─── Information supplied
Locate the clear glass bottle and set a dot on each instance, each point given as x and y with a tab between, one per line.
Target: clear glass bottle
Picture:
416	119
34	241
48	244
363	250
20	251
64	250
──────
Keeping every word and mark as it is, print the entries above.

Locate the clear glass bottle and set a dot on each instance, each point given as x and y with a tab between, one per line.
Target: clear glass bottle
Picture:
416	119
34	241
48	244
363	250
20	251
64	250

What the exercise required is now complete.